Extracted data entries
___

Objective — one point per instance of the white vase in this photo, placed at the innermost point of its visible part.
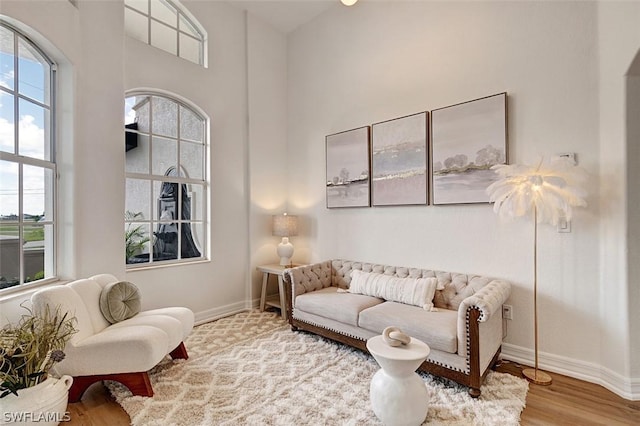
(44, 404)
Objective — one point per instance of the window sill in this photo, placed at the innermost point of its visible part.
(158, 265)
(28, 289)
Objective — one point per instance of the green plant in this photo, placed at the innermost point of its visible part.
(29, 348)
(134, 236)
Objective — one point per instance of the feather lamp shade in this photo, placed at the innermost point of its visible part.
(548, 192)
(285, 226)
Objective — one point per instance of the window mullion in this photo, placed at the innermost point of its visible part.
(16, 103)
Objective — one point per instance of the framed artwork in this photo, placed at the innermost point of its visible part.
(348, 168)
(399, 161)
(466, 140)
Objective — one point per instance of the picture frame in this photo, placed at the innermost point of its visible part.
(399, 158)
(348, 168)
(467, 139)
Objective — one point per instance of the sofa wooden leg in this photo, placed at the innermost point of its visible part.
(474, 392)
(180, 352)
(138, 383)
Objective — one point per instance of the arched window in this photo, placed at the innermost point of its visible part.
(167, 25)
(166, 193)
(27, 160)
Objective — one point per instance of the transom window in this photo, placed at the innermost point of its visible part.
(166, 183)
(27, 161)
(166, 25)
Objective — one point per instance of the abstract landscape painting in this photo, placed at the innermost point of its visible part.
(467, 139)
(348, 168)
(399, 161)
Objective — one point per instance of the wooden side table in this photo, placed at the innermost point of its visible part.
(276, 301)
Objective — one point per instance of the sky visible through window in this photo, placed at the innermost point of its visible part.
(31, 126)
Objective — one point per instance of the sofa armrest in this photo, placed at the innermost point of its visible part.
(488, 300)
(306, 278)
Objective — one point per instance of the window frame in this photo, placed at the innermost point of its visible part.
(50, 250)
(180, 180)
(181, 12)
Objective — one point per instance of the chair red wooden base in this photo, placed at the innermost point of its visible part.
(138, 383)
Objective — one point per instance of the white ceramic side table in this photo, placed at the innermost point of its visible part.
(275, 301)
(398, 395)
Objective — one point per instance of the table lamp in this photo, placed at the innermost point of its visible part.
(285, 226)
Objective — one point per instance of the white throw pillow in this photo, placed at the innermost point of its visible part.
(410, 291)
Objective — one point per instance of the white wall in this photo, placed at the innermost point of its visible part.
(380, 60)
(267, 65)
(618, 45)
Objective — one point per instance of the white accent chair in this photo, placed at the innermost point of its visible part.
(122, 352)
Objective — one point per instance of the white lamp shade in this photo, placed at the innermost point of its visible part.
(285, 251)
(285, 225)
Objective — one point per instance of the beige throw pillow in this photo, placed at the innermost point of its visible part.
(410, 291)
(119, 301)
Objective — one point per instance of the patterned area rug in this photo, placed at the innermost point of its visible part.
(251, 369)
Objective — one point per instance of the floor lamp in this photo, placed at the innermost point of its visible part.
(547, 192)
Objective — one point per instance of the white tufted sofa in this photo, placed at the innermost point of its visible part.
(464, 333)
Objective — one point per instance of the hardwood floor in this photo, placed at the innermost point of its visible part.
(566, 401)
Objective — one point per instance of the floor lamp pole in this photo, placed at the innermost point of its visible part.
(533, 374)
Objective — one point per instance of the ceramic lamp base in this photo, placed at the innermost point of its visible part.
(285, 251)
(536, 376)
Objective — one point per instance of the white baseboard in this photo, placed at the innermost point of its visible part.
(626, 387)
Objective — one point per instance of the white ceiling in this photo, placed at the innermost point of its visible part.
(285, 15)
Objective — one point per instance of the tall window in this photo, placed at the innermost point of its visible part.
(27, 161)
(166, 25)
(166, 193)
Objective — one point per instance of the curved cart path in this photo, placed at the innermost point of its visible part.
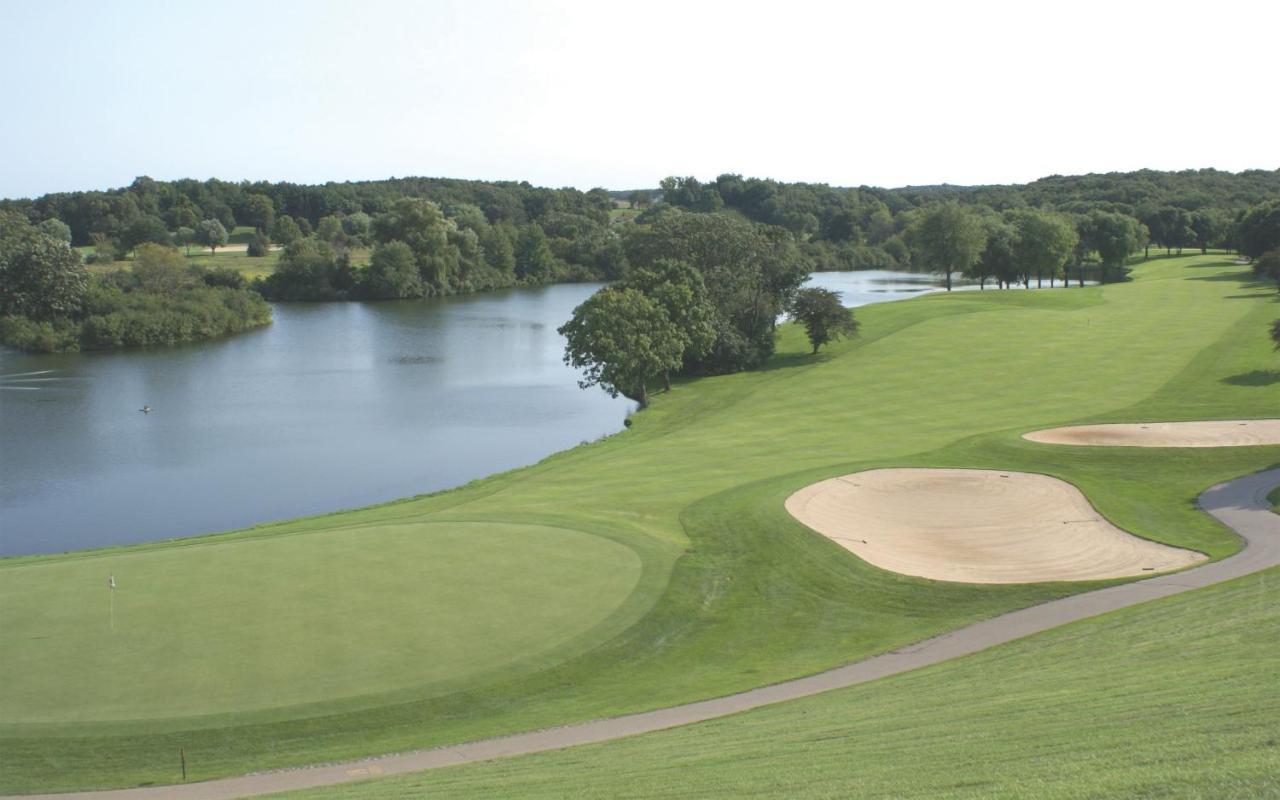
(1240, 504)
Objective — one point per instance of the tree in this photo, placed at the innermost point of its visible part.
(1260, 229)
(286, 231)
(56, 228)
(621, 341)
(329, 229)
(184, 238)
(1114, 237)
(392, 273)
(160, 269)
(680, 292)
(41, 278)
(947, 238)
(1267, 266)
(1043, 242)
(259, 211)
(1210, 228)
(259, 246)
(211, 234)
(423, 225)
(997, 255)
(182, 214)
(356, 225)
(534, 259)
(1171, 227)
(824, 319)
(750, 277)
(145, 229)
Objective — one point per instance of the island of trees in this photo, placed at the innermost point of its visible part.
(736, 248)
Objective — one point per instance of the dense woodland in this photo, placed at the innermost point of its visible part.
(750, 242)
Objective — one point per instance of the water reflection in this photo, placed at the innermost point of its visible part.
(333, 406)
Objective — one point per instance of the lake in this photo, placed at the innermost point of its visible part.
(333, 406)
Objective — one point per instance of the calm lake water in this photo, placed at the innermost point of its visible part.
(333, 406)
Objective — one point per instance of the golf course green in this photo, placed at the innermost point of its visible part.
(645, 570)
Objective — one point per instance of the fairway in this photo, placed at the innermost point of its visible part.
(1171, 699)
(251, 626)
(684, 576)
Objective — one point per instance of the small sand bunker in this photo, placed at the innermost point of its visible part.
(1224, 433)
(977, 526)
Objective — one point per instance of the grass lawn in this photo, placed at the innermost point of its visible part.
(1170, 699)
(721, 589)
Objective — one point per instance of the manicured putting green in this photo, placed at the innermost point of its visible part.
(356, 612)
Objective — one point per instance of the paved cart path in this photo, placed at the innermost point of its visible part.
(1240, 504)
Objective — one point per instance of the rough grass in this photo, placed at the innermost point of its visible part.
(732, 592)
(1170, 699)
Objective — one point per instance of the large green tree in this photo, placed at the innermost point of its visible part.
(750, 273)
(259, 211)
(1043, 242)
(1260, 229)
(997, 255)
(211, 233)
(680, 291)
(145, 229)
(621, 341)
(822, 315)
(286, 231)
(947, 238)
(1112, 236)
(41, 278)
(392, 273)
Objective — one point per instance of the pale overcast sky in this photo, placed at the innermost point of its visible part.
(622, 94)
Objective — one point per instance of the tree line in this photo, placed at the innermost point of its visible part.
(49, 302)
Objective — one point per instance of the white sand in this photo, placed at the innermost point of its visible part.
(1223, 433)
(977, 526)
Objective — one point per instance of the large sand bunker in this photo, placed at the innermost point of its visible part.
(977, 526)
(1224, 433)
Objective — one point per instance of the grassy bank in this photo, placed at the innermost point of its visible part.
(1170, 699)
(728, 592)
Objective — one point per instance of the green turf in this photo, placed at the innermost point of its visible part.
(732, 593)
(177, 617)
(1170, 699)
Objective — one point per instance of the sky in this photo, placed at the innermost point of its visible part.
(565, 92)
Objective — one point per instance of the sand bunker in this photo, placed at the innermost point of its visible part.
(977, 526)
(1225, 433)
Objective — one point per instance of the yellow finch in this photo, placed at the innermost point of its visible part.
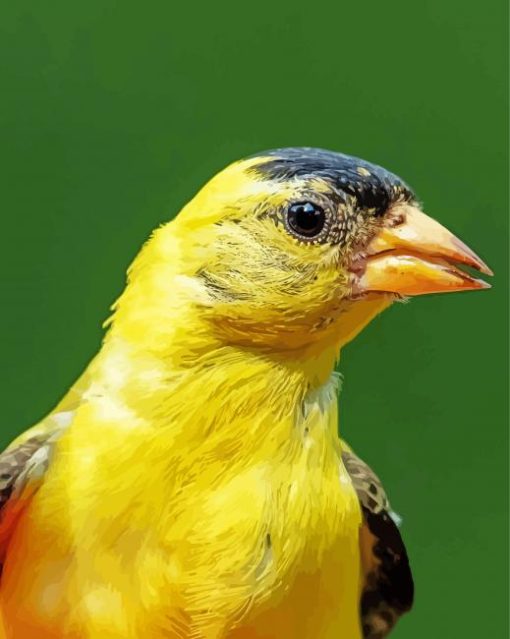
(192, 484)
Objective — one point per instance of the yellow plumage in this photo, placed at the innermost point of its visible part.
(196, 488)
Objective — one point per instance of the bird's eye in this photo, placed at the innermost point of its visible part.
(305, 219)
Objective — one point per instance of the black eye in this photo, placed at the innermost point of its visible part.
(305, 219)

___

TASK TO COMPLETE =
Rescale everything from the line containing "Objective — one point per instance of the yellow plumage" down to the end of the listing, both ends included. Write those lines out again with the requests unchanged, and multiply every coordinate in the answers by 2.2, rounding to whole numbers with halves rounded up.

REPLY =
Objective — one point per instance of the yellow plumage in this photo, placed at the innermost point of its visible part.
(431, 1074)
Objective — one point per instance of the bird's eye in this photo, placed at the innermost point of its visible part.
(671, 482)
Objective — one point per instance of the black eye in this photo, placed at the innermost point of its visible part.
(671, 482)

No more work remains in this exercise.